:: DATA LISTING ::

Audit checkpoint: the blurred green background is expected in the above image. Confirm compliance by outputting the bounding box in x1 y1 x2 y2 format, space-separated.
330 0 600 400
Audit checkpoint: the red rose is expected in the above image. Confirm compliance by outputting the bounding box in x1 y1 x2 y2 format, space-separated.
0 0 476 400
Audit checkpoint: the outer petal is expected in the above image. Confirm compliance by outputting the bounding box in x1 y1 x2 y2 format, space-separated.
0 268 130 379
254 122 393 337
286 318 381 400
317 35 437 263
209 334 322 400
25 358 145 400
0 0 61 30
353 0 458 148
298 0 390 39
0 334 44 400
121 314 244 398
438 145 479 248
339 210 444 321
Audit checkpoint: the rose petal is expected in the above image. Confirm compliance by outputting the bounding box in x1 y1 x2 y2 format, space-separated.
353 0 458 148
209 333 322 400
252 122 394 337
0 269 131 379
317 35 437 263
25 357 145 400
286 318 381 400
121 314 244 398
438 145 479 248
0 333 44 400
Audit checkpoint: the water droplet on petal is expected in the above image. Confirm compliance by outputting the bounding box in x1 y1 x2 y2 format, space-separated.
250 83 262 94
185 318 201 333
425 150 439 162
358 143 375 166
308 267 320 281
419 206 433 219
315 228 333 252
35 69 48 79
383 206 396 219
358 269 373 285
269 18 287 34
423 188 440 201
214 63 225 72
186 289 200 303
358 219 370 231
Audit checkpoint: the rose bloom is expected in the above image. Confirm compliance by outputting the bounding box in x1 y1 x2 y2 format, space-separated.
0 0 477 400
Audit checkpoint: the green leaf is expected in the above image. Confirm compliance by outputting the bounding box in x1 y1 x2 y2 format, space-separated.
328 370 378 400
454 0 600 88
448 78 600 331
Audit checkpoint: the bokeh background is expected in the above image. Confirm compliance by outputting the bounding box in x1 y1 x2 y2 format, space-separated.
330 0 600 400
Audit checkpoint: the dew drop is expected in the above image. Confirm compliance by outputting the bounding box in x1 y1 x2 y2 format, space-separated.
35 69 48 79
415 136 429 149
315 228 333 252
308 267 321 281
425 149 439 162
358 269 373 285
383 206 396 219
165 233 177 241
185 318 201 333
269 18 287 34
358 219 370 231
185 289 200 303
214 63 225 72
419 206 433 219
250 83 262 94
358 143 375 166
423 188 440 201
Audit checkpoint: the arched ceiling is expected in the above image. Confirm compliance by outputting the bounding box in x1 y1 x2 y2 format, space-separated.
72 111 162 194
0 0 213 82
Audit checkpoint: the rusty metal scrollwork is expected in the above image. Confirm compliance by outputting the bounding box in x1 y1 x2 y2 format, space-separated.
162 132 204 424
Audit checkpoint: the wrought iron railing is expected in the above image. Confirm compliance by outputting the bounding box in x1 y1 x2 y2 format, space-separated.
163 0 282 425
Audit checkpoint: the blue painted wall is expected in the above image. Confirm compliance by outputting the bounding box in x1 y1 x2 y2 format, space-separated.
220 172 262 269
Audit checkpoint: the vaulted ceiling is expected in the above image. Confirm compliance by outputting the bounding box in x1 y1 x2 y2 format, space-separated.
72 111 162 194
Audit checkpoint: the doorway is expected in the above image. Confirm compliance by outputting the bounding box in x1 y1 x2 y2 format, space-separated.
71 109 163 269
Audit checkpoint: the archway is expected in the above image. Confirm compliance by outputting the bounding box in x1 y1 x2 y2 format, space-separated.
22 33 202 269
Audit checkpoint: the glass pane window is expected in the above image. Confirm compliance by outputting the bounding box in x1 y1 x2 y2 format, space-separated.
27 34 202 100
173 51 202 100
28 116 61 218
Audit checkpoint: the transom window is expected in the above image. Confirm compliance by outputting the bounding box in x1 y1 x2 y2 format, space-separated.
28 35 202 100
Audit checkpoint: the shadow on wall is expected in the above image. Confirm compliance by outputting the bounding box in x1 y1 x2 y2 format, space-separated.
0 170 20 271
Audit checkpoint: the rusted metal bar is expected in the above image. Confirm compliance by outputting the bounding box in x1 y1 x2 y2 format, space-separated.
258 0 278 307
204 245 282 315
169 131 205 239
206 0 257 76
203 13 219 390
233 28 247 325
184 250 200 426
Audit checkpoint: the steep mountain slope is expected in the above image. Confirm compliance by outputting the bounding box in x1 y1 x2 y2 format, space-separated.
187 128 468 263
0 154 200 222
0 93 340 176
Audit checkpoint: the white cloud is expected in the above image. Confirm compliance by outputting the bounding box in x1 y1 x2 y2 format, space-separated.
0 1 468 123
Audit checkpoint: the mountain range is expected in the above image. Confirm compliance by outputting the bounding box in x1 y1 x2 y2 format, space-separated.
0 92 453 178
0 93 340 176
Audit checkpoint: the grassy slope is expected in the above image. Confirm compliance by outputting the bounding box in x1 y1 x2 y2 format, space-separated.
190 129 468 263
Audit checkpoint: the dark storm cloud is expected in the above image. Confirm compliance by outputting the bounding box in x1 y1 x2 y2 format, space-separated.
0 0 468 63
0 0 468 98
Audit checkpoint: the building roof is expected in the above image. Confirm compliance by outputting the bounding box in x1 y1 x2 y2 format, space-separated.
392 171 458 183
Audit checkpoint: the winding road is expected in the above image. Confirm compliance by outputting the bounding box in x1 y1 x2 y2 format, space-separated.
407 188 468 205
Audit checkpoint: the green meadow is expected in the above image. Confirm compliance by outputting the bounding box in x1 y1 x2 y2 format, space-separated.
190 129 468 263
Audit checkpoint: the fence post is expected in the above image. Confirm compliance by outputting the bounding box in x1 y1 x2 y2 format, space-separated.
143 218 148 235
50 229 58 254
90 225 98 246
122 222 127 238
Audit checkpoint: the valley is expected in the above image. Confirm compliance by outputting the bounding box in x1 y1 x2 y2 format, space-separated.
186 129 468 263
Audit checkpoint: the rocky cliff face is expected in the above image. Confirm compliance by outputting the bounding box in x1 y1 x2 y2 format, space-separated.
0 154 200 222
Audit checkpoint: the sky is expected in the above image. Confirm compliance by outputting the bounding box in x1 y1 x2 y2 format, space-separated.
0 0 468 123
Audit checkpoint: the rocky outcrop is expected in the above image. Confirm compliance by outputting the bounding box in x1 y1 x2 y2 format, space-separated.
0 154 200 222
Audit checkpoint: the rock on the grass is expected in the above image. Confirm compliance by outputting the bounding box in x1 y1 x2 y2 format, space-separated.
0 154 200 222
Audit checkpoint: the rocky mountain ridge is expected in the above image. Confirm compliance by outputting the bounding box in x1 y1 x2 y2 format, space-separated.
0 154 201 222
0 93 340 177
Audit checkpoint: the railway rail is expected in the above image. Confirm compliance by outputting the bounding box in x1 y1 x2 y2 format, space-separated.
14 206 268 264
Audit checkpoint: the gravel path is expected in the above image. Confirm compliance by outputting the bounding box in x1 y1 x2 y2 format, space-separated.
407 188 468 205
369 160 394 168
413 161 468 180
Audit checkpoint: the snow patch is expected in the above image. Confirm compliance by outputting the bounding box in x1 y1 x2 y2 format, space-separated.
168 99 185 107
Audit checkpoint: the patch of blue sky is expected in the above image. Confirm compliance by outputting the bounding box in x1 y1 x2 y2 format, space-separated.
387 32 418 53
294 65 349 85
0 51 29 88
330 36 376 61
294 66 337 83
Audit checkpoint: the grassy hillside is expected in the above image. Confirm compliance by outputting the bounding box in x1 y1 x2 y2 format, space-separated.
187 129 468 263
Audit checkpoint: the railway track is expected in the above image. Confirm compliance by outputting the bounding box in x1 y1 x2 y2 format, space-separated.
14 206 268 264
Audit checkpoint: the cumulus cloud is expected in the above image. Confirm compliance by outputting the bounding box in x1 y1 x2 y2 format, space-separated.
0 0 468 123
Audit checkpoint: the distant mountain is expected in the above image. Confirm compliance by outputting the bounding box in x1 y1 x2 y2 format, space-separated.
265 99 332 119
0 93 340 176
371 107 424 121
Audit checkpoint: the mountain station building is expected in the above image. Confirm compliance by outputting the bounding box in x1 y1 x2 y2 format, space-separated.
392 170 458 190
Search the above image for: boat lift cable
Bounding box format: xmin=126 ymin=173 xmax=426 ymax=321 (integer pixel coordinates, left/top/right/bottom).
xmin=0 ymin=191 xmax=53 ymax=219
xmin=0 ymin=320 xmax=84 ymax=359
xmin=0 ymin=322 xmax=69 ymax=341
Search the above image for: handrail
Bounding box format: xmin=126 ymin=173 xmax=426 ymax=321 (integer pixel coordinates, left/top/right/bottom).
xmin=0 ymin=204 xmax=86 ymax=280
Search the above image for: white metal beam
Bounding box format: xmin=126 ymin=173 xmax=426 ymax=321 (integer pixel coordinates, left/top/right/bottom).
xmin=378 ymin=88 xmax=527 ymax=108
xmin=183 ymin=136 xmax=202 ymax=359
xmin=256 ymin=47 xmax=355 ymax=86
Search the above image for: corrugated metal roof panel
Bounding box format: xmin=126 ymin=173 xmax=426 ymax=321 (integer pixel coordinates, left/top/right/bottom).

:::

Render the part above that opens with the line containing "Audit checkpoint: the cumulus" and closes with the line containing "371 107 424 121" as a numbered list, both of those lines included and any blank lines left out.

### FINISHED EXERCISE
1. Audit checkpoint: the cumulus cloud is expected in the above image. Confirm compliance by outputting the bounding box in x1 y1 x2 y2 format, space-separated.
2. 0 0 468 123
3. Audit checkpoint: the distant mountain is expected in the above image. Confirm compliance by outputting the bounding box in x1 y1 x2 y2 format, space-separated.
4. 265 99 332 119
5. 0 93 340 176
6. 371 107 424 121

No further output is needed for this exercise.